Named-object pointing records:
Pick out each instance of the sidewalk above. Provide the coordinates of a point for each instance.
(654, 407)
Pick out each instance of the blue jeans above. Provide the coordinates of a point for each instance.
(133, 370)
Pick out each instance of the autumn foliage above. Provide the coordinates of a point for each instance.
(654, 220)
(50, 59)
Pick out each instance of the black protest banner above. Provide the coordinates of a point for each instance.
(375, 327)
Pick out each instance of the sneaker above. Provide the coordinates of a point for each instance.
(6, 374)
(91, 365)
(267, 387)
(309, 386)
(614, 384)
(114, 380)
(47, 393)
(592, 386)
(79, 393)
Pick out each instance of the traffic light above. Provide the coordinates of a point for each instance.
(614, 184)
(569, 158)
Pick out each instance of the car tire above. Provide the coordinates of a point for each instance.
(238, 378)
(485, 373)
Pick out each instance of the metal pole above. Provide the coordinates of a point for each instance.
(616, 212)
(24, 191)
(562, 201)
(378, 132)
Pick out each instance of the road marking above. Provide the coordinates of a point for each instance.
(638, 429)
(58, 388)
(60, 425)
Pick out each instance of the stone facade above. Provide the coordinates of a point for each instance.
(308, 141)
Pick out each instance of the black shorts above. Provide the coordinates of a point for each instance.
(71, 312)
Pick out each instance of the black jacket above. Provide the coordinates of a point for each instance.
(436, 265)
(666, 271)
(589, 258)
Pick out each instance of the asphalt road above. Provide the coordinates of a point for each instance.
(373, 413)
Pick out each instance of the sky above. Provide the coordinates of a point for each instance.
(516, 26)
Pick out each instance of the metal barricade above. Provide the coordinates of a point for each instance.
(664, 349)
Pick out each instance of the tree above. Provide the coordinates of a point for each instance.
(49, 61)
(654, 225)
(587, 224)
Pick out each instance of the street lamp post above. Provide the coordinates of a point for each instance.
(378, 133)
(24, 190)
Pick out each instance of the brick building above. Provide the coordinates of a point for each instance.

• **WORK REQUIRED**
Can you lay out every one of the entries above as a JSON list of strings, one string per line, with blank lines left out?

• **OUTPUT OF THE EXERCISE**
[
  "Pick out each instance of the sidewalk above. Provide the coordinates of a point for each instance.",
  "(654, 407)",
  "Pick out each instance of the blue jeans above. Provide the coordinates of a point for each instance.",
  "(133, 370)",
  "Pick out each instance of the autumn foliage above. Provide the coordinates of a point for each instance.",
  "(654, 220)",
  "(50, 59)",
  "Pick out each instance of the black protest banner above. Provide the coordinates of a point for each instance.",
  "(375, 327)",
  "Pick out each instance of the sneaker above. Provide the coordinates of a point for each instance.",
  "(6, 374)",
  "(91, 365)",
  "(267, 387)",
  "(309, 386)",
  "(614, 384)",
  "(114, 380)",
  "(47, 393)",
  "(592, 386)",
  "(79, 393)",
  "Pick out each instance of the traffic light above. Provide the coordinates of a point for each instance.",
  "(614, 184)",
  "(569, 158)",
  "Pick out each instance of the car tire above. Provide the coordinates of a point for each instance.",
  "(238, 378)",
  "(485, 373)",
  "Pick out each instance of the metal pole above. Provide the coordinates of a point for each instance.",
  "(616, 212)",
  "(24, 191)",
  "(562, 201)",
  "(378, 132)",
  "Pick out each instance of the road marking above. Provide the coordinates of a point for each instance.",
  "(638, 429)",
  "(58, 388)",
  "(60, 425)",
  "Pick out each instance of the stone facade above. Provide the coordinates of a point for each instance.",
  "(308, 141)",
  "Pick out each instance of the black shorts above. Provide the coordinates of a point for each instance.",
  "(71, 312)",
  "Pick out each instance of the black jacket above. Provide the coordinates of a point for each instance.",
  "(436, 265)",
  "(666, 271)",
  "(589, 258)",
  "Pick out each instance of the asphalt road above. Provide the coordinates of a point for each instance.",
  "(373, 413)",
  "Pick out each instance of the sky above. Provide the coordinates of a point for each instance.",
  "(516, 26)",
  "Pick out each instance of the metal barricade above. Provide the coordinates of a point for each instance.",
  "(664, 349)",
  "Pick out each instance of the tree above. Provide the coordinates of a point for each instance.",
  "(49, 61)",
  "(654, 225)",
  "(587, 224)",
  "Pick out each instance of the street lamp post above. Provide the coordinates of a point for each instance.",
  "(378, 133)",
  "(24, 190)",
  "Pick out each instance of the brick building above. Provide the coordinates of a point for each instance."
]